# EXTRACTED ENTRIES
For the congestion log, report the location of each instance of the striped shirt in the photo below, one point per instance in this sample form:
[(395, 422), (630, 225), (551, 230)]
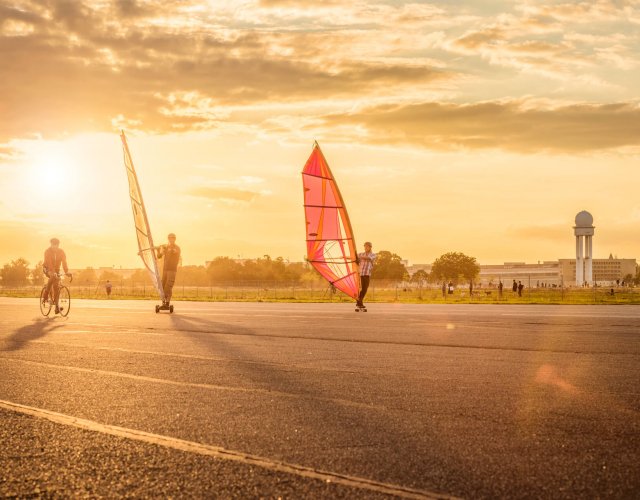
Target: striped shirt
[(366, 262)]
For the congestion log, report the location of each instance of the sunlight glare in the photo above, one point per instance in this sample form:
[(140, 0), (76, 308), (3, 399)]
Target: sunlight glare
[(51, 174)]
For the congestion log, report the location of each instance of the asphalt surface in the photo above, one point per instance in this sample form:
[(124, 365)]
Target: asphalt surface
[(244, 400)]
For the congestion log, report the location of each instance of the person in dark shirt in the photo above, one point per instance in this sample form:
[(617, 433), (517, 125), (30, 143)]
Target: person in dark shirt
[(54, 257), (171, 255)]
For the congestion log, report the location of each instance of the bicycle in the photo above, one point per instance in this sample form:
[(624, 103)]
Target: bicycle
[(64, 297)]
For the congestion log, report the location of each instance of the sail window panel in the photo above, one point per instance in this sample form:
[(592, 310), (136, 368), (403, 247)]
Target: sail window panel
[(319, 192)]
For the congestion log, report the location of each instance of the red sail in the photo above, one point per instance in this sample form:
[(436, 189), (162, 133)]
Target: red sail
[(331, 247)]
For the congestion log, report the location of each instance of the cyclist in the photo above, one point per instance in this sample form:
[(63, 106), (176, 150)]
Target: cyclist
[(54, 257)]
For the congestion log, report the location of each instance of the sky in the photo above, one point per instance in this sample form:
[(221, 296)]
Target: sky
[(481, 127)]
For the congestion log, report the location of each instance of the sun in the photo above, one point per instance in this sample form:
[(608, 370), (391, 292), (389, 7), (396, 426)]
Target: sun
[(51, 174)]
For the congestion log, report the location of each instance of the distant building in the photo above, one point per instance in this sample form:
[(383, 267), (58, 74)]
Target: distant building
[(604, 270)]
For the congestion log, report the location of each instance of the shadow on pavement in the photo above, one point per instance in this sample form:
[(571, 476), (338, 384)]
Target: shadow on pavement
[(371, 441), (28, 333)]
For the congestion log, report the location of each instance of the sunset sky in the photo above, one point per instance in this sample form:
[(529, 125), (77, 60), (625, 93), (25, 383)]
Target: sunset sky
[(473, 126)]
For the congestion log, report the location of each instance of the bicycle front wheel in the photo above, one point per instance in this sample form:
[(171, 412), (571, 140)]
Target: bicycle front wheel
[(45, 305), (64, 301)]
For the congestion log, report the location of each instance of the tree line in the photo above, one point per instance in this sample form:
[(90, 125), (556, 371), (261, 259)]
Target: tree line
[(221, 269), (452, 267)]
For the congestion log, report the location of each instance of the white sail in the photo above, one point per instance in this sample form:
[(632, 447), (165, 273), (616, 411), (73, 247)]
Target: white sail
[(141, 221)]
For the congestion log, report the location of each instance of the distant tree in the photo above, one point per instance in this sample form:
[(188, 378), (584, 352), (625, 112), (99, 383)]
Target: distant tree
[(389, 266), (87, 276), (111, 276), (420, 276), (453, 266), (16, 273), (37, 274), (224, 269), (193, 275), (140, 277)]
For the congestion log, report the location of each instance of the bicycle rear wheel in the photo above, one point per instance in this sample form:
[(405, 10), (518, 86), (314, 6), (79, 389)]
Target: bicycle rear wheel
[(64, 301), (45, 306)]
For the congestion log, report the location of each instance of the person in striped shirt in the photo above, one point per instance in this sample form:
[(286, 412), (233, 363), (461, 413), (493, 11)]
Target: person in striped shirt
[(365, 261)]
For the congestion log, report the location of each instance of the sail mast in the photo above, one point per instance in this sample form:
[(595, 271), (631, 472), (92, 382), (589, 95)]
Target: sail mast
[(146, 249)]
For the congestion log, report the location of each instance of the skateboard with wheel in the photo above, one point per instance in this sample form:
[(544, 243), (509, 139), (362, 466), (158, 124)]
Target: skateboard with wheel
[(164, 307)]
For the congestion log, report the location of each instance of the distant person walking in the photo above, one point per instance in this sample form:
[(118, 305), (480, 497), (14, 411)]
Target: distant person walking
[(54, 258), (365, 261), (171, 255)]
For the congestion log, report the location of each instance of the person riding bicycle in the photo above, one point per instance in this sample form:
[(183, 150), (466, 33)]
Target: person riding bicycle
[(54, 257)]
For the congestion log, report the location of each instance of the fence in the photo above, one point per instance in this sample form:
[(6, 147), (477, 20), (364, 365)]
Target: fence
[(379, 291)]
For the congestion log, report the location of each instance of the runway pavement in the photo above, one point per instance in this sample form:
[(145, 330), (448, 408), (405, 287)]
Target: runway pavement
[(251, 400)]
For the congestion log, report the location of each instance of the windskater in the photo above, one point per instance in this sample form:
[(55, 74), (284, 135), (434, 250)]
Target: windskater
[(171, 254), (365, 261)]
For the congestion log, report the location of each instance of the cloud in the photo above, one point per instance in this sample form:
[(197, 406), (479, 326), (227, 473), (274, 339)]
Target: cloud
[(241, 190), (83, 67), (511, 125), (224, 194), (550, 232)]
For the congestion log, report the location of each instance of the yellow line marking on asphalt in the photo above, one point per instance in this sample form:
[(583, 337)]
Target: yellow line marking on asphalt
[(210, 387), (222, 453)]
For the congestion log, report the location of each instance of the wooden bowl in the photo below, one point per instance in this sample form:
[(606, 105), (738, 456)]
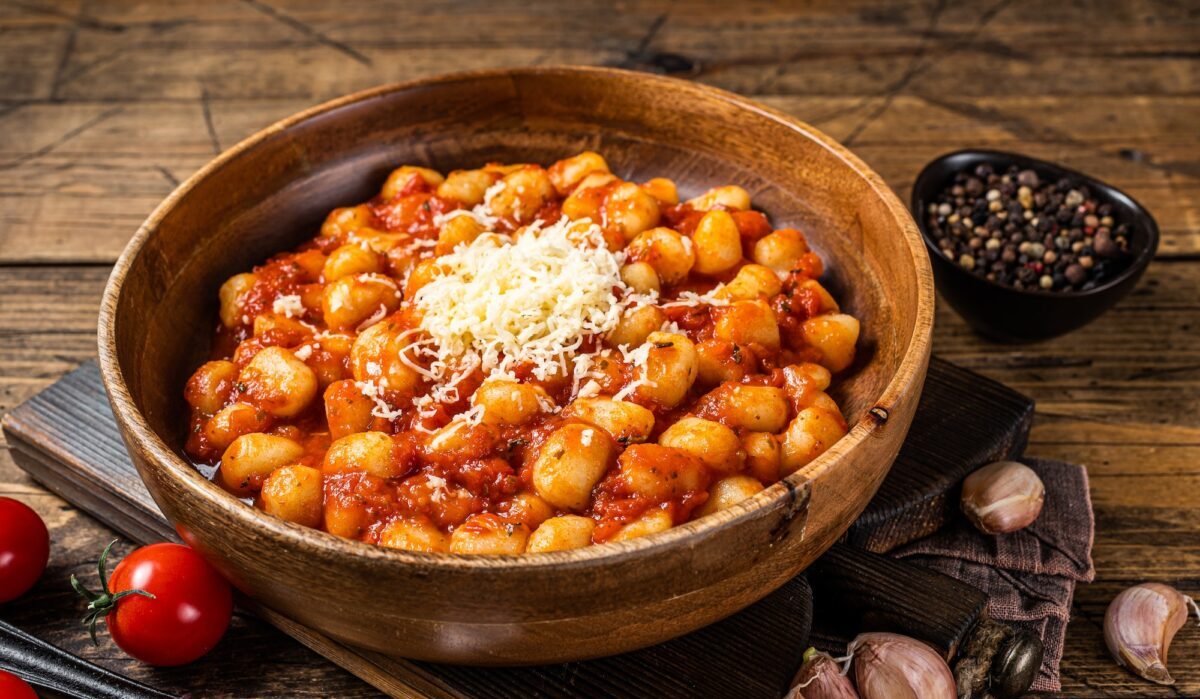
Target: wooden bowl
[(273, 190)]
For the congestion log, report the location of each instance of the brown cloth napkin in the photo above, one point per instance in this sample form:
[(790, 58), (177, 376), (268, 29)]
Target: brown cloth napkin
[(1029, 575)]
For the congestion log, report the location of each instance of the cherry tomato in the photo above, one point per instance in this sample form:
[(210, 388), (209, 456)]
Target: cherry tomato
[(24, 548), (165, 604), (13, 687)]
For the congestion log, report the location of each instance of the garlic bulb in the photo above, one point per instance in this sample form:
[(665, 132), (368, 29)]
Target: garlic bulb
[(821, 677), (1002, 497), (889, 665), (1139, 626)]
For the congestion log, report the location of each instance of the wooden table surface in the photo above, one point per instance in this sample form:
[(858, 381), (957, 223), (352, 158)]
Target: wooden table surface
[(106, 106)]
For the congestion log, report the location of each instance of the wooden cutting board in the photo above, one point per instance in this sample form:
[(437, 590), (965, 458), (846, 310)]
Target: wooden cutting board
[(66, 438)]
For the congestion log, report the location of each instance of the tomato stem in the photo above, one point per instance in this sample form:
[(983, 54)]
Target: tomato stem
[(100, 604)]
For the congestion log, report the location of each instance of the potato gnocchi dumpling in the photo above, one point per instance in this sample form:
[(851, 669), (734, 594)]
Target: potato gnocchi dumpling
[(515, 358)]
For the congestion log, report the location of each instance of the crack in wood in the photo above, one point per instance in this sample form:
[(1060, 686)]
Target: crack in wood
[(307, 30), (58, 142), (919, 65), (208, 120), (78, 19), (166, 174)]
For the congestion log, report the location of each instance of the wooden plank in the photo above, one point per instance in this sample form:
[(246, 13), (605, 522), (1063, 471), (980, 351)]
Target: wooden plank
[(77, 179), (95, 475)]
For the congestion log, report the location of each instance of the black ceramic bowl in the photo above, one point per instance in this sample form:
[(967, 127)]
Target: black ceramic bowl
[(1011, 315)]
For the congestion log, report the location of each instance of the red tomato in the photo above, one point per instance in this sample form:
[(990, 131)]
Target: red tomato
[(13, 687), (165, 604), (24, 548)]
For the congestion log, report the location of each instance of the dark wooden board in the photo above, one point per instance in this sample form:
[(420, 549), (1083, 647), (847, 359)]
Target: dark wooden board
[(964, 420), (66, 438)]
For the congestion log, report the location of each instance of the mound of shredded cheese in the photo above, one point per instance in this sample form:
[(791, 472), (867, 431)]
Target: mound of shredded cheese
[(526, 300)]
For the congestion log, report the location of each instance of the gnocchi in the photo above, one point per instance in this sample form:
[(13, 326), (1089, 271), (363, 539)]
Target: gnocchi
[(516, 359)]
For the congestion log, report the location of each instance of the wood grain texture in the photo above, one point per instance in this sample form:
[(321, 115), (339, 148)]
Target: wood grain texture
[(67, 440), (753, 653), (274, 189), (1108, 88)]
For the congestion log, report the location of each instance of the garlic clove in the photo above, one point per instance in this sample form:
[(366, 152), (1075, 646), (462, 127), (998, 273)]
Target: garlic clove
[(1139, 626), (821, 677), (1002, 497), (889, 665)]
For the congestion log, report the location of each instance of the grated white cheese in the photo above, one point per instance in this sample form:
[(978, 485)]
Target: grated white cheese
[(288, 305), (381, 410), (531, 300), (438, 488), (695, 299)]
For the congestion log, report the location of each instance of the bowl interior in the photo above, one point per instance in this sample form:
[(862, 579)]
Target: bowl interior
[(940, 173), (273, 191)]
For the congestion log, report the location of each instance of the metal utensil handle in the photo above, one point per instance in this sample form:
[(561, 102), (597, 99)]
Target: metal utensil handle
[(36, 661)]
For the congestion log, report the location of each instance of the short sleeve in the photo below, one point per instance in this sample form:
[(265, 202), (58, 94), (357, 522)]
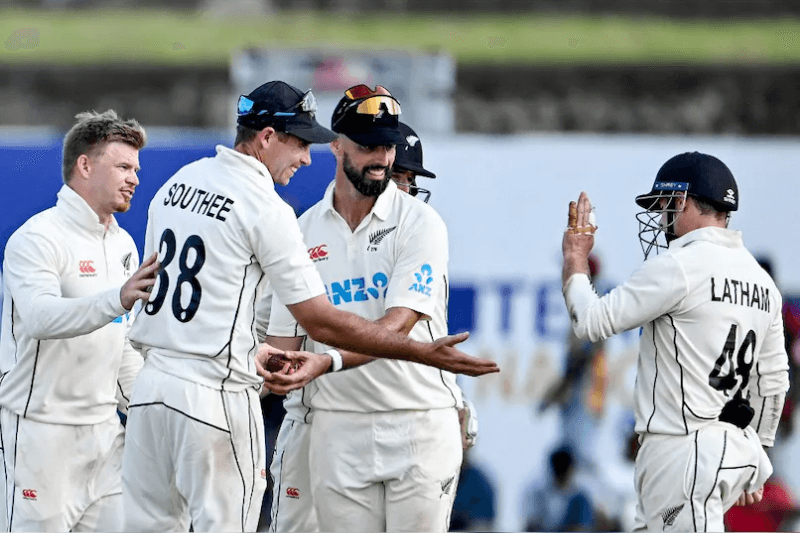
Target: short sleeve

# REQUIREMENT
Output the stretch from the line containing "of the bowl" through the end of the listing as a Markdown table with the columns Number and Text. Put one line per row, skip blank lines, and leave out the pictures.

# COMPLETE OUTPUT
| Number | Text |
|---|---|
| 1 | For the congestion log, report the location of each instance of the bowl interior in the photo above, one point per instance in this sample form: |
| 2 | [(862, 579)] |
| 3 | Target: bowl interior |
| 4 | [(940, 173), (273, 191)] |
| 5 | For the congestion log, report the location of each instance of the metal utensil handle in the photo above, one point per instance in this sample form: |
| 6 | [(561, 102), (597, 99)] |
| 7 | Target: metal utensil handle |
| 8 | [(36, 661)] |
| 9 | For the congestion log, report the location of each instance of the short sleeve in the photo below, one point per instance in this sample form: |
| 10 | [(265, 202), (58, 94), (357, 522)] |
| 11 | Target: short sleeve |